------ Texte d'étude ------

A propos d’image, comment parvenez-vous à vous montrer sous un jour si peu flatteur, alors que la plupart des comédiennes, et des femmes en général, sont socialement assignées à soigner leur apparence?

Comme je vous l’ai dit plus haut, n’ayant pas été regardée enfant par celle qui m’a donné la vie, je ne me vois pas, je ne me reconnais pas. Mon apparence n’existe pas pour moi. Au point où, quand je vois des photos de moi jeune, je me demande qui est cette nana! C’est un truc psy, profond et grave, mais qui me permet aussi de ne pas me soucier de mon vieillissement, de mon poids, etc. Par contre, mon corps se manifeste maintenant à travers les douleurs et la maladie. Là, je suis obligée d’agir et, pour la première fois de ma vie, je commence à voir des médecins. Pour résumer, j’ai toujours eu un rapport de confort et non esthétique à mon corps que je considère comme un outil de travail et non comme une arme de séduction.

Vous diriez que c’est une posture féministe de ne vous être jamais asservie aux canons de beauté?

------ Données fournies ------

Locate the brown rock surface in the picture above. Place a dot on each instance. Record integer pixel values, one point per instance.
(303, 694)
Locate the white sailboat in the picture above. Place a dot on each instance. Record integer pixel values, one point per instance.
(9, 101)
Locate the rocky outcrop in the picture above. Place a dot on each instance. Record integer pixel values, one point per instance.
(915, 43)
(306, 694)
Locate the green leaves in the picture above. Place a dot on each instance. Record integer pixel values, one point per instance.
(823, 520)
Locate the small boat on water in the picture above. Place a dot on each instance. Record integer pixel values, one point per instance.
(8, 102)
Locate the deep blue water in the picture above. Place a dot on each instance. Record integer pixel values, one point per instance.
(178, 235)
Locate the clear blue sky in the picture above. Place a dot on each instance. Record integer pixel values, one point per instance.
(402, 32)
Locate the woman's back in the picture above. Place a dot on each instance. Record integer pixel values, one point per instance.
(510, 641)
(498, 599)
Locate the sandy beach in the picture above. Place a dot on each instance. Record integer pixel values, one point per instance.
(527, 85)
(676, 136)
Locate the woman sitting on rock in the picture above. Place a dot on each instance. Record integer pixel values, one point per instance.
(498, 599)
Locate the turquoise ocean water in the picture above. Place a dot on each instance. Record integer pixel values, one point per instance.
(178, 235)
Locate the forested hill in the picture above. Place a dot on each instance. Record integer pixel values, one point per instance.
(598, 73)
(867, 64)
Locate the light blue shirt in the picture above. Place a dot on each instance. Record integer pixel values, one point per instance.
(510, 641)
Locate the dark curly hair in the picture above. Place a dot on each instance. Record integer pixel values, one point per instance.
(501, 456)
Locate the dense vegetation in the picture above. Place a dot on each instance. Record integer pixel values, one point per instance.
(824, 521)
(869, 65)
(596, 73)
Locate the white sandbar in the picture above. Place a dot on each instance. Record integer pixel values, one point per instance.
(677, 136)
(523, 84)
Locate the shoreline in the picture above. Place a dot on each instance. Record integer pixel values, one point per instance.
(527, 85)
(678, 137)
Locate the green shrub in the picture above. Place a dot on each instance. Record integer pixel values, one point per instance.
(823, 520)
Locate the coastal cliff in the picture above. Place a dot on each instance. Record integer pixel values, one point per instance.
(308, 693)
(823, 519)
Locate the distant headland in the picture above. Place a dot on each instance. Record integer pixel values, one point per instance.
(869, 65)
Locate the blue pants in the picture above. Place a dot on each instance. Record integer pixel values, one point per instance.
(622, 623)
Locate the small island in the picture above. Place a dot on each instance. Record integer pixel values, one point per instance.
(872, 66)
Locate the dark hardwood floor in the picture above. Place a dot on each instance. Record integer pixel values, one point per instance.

------

Activité:
Répondez à ces questions d'après le texte d'étude.
1. Selon la question posée au début, à quoi la plupart des comédiennes et des femmes en général sont-elles socialement assignées ?
2. Pour la première fois de sa vie, que commence à faire la personne interrogée ?
3. Comment la personne interrogée considère-t-elle son corps ?

Corrigé:
1. Elles sont socialement assignées à soigner leur apparence.
2. Elle commence à voir des médecins.
3. Elle le considère comme un outil de travail et non comme une arme de séduction.